◆ Work to complete ◆
When a line in the material beneath includes the word "below", add it to the count, and report the count alone.
Provided entries Start Marker
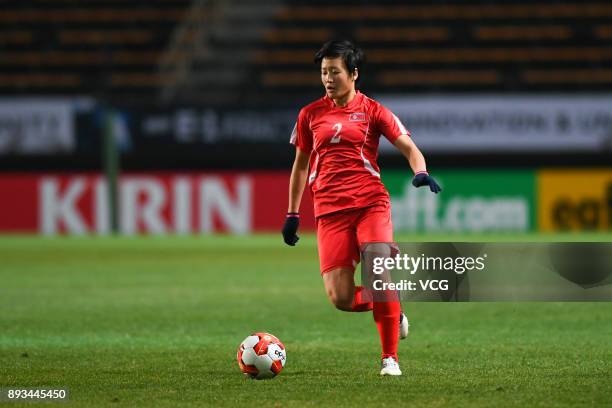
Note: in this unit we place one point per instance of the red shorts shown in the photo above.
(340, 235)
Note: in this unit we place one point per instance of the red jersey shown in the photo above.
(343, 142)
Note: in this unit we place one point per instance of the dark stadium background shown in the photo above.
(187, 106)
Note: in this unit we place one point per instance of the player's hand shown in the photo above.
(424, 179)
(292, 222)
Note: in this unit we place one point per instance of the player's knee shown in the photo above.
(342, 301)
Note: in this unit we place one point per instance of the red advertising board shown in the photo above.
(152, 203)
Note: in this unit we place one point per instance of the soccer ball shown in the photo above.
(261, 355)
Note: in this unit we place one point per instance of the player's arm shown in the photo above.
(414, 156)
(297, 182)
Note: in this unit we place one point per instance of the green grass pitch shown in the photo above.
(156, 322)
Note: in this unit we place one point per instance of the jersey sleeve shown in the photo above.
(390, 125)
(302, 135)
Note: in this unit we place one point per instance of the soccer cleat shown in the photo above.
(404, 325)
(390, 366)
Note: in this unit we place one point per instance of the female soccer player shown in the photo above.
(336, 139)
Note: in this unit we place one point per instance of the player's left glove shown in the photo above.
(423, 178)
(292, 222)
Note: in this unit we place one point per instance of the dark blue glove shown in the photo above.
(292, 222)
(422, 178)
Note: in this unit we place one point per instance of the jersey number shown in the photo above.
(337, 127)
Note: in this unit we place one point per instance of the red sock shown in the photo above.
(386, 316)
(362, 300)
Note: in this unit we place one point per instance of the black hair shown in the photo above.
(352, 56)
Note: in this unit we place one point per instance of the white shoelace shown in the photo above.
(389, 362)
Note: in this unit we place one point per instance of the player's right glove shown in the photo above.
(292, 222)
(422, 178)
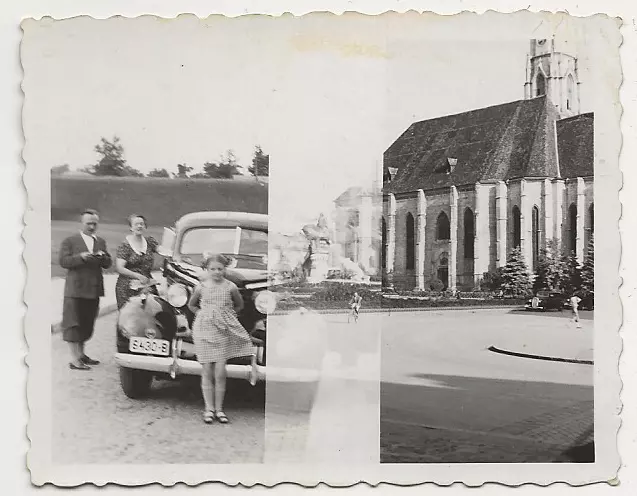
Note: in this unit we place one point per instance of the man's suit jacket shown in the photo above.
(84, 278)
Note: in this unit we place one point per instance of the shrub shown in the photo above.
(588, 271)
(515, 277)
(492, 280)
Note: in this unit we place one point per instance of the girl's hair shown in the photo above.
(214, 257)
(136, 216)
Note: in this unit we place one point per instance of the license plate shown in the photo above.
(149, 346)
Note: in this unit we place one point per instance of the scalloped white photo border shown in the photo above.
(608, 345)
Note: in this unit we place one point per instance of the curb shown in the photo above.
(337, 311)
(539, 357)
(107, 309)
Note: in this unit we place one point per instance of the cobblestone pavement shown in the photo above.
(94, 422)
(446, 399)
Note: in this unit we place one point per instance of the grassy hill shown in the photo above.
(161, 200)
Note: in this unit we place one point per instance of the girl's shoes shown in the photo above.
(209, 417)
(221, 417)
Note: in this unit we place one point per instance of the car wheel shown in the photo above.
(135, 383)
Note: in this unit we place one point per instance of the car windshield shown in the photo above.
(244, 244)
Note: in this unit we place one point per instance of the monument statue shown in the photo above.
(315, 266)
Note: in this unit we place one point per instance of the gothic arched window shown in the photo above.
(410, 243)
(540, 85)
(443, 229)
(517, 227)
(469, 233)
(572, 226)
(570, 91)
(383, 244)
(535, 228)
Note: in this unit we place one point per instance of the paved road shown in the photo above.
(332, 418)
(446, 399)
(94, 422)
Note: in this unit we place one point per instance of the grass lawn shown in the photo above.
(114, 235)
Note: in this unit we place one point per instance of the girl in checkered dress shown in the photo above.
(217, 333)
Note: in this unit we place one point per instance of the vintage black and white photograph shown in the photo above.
Provided entries End Marker
Provided entries Start Marker
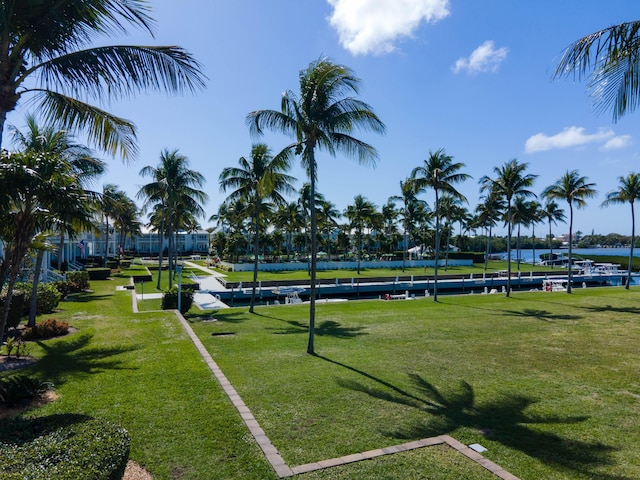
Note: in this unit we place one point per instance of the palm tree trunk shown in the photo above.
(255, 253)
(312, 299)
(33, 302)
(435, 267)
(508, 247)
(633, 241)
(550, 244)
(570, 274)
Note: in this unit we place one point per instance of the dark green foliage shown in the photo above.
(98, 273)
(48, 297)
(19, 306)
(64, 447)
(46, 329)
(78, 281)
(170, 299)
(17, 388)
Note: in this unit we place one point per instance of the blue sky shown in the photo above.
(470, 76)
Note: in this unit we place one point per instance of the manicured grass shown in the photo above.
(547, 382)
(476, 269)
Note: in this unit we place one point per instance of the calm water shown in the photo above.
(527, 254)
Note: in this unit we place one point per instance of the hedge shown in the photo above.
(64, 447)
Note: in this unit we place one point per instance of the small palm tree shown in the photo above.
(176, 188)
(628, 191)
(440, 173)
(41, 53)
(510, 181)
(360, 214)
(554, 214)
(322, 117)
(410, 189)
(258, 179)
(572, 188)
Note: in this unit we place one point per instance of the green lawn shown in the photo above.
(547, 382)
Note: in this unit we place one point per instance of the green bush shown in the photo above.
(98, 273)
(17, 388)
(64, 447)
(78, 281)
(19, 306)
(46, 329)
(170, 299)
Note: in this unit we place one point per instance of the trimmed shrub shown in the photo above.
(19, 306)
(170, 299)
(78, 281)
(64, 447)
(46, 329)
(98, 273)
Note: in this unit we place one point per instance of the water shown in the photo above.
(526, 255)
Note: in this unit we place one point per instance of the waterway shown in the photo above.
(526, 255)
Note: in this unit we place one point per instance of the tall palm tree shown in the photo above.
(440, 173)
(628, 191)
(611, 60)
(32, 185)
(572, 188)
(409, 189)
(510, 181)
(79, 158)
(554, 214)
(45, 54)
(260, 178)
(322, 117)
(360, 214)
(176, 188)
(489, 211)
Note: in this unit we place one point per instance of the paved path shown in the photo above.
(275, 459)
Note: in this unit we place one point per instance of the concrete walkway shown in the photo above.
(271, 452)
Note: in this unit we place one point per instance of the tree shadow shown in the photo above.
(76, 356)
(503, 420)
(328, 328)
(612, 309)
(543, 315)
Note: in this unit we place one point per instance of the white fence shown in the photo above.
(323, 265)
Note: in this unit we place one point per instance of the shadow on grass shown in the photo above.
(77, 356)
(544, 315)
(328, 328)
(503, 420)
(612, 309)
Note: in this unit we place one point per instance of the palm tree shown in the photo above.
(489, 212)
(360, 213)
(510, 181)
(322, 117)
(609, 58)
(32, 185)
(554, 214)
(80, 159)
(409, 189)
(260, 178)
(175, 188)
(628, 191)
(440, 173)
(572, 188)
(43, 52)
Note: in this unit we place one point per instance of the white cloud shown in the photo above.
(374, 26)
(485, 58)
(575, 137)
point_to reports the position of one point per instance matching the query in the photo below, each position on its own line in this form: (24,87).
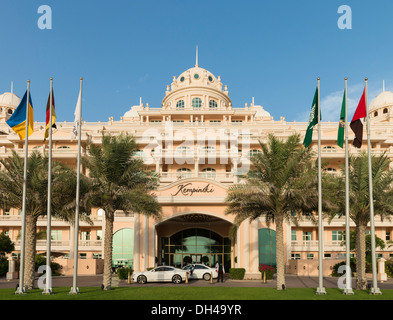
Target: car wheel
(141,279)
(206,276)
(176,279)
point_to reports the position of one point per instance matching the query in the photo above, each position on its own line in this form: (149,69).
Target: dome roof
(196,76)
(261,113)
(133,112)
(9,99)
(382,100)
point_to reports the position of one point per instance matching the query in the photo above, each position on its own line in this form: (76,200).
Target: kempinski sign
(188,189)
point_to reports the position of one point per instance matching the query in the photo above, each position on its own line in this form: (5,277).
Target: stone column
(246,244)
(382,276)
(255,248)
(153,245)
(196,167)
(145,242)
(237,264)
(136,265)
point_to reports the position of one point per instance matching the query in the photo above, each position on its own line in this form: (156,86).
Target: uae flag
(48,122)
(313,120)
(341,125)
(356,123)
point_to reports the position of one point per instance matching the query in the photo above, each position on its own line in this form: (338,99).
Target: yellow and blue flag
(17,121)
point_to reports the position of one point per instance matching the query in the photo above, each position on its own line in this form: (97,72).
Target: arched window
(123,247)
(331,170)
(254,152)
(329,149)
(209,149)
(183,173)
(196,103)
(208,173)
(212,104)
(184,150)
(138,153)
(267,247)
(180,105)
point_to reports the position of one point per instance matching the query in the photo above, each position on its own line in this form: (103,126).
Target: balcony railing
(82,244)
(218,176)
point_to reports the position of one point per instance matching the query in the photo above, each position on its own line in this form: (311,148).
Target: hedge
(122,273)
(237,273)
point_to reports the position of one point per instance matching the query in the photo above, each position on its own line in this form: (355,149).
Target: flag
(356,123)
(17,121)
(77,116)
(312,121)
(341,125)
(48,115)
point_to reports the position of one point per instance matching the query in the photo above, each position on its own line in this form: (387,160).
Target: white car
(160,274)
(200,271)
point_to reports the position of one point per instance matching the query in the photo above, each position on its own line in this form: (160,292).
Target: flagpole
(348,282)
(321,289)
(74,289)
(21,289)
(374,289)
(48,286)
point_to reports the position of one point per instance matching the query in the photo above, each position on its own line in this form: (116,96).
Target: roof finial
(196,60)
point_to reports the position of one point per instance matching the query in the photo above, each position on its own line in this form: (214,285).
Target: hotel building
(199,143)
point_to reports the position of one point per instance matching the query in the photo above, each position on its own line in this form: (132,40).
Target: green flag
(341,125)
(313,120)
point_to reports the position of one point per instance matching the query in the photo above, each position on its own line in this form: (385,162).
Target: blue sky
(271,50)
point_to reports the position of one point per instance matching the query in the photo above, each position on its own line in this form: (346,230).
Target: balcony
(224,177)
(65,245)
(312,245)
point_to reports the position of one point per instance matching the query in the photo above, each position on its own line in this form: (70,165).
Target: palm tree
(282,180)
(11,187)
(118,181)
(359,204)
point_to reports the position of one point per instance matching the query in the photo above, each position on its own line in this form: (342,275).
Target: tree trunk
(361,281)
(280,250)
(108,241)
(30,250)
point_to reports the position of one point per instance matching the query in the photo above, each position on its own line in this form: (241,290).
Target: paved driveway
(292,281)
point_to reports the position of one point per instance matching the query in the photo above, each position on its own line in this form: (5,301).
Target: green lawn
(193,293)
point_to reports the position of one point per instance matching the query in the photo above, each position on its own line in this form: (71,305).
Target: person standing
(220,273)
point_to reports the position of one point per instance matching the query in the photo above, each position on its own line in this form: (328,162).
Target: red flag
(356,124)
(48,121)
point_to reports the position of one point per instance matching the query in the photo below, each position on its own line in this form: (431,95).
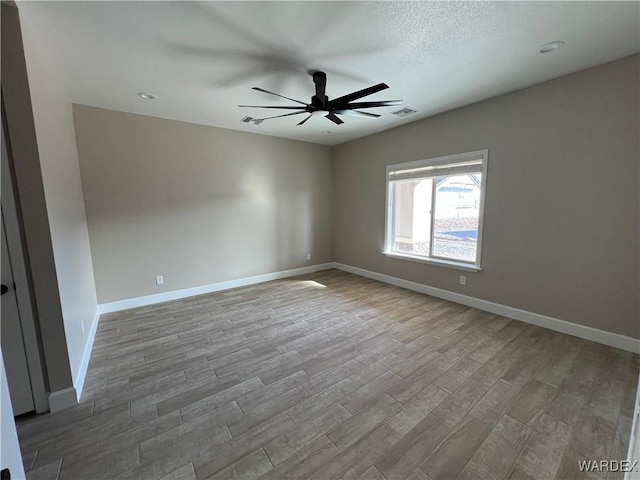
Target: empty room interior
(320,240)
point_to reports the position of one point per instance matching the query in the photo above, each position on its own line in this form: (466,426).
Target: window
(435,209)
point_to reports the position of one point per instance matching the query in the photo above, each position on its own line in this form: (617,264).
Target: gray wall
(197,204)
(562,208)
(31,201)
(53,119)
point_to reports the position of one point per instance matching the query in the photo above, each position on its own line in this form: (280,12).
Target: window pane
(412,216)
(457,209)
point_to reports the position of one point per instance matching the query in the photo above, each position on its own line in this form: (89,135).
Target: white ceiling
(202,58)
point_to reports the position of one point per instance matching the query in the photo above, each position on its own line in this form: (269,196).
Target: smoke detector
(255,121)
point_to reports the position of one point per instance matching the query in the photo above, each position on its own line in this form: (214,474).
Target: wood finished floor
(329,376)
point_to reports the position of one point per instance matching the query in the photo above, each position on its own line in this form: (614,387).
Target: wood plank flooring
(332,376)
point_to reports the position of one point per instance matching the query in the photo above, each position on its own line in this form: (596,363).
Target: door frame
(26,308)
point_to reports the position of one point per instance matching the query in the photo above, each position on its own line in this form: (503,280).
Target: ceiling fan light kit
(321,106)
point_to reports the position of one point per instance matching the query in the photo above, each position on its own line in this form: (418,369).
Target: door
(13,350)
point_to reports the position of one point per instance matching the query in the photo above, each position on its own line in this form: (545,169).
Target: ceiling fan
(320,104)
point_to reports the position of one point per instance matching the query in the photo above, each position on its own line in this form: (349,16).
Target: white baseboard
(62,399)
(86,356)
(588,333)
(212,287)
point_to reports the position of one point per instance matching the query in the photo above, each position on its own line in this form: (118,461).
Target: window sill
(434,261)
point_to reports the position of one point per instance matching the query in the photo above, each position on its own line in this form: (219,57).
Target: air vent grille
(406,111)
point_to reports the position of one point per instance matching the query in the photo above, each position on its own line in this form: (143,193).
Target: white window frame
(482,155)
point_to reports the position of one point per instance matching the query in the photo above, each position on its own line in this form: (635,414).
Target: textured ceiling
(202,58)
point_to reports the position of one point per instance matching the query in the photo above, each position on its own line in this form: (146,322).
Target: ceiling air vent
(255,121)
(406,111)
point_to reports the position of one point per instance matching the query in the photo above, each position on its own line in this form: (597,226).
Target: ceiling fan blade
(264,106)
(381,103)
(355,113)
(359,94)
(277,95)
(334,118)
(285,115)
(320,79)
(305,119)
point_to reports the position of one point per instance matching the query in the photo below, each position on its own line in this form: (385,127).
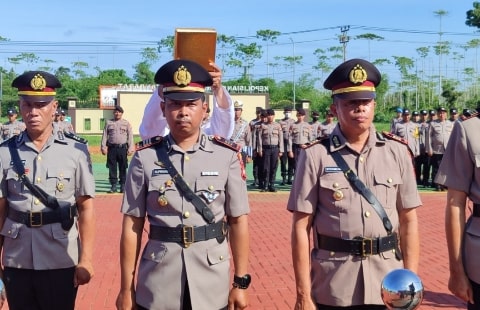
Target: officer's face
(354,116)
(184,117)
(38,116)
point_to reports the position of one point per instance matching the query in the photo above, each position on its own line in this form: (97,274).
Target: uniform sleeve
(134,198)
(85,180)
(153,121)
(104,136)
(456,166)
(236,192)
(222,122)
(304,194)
Provided entries End Marker
Provided entries Start Marker
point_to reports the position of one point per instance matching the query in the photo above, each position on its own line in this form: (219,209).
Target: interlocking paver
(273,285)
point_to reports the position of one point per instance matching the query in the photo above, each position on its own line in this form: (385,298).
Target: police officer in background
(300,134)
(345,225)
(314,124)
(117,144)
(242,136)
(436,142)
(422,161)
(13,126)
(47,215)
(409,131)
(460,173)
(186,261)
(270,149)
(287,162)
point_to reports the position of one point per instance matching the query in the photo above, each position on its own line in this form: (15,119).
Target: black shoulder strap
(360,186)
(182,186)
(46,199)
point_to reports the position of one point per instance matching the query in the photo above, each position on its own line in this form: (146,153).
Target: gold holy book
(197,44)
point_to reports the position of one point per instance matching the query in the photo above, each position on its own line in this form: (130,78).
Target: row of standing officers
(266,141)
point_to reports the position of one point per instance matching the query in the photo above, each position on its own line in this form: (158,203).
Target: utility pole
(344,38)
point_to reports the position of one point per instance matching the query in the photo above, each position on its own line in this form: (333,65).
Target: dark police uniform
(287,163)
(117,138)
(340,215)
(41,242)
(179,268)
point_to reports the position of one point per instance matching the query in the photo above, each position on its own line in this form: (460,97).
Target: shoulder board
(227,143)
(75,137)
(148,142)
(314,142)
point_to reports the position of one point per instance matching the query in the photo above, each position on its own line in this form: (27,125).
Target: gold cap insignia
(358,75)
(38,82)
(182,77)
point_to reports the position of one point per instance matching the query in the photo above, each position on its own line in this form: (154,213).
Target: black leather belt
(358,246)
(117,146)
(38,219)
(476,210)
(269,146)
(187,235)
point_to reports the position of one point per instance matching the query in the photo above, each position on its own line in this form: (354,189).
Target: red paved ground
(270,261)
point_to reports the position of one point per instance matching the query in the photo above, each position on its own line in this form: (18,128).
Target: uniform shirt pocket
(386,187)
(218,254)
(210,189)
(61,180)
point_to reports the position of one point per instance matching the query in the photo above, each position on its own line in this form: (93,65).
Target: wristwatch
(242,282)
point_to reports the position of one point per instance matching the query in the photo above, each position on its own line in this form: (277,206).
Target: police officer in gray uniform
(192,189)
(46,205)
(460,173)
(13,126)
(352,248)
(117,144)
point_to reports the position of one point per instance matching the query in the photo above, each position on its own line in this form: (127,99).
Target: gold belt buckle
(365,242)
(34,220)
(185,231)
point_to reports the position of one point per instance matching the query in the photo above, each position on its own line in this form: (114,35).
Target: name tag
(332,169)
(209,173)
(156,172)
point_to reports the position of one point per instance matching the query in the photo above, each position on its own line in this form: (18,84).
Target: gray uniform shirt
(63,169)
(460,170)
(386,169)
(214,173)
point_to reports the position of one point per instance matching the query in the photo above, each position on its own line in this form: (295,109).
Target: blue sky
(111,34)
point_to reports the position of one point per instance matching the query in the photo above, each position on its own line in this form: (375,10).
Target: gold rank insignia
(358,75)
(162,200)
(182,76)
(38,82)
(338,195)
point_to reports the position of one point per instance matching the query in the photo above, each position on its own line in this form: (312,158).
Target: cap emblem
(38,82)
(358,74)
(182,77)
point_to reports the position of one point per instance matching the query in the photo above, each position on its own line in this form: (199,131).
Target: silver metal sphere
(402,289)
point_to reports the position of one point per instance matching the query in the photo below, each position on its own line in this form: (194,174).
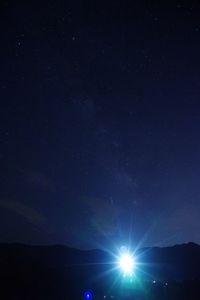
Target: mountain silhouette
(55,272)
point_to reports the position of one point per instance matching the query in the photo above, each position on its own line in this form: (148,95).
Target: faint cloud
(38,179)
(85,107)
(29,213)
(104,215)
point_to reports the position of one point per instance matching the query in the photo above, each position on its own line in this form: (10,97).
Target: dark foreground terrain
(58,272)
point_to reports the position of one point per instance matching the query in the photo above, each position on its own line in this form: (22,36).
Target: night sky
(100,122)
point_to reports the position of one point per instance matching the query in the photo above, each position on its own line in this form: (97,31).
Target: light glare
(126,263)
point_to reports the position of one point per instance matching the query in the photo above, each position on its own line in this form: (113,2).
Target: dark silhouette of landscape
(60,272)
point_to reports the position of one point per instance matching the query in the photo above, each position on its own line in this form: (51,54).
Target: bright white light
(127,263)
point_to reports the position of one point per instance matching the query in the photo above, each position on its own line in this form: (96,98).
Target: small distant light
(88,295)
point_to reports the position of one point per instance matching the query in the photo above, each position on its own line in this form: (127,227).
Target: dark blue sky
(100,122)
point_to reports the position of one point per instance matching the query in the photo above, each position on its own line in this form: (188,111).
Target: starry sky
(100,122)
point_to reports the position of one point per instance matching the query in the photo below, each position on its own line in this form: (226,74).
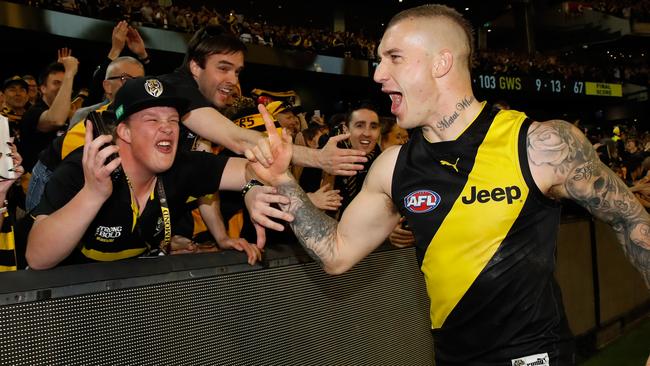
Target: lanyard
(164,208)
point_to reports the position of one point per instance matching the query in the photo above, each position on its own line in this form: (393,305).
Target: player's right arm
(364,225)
Provided entries End Marker
◆ Solved problem ◆
5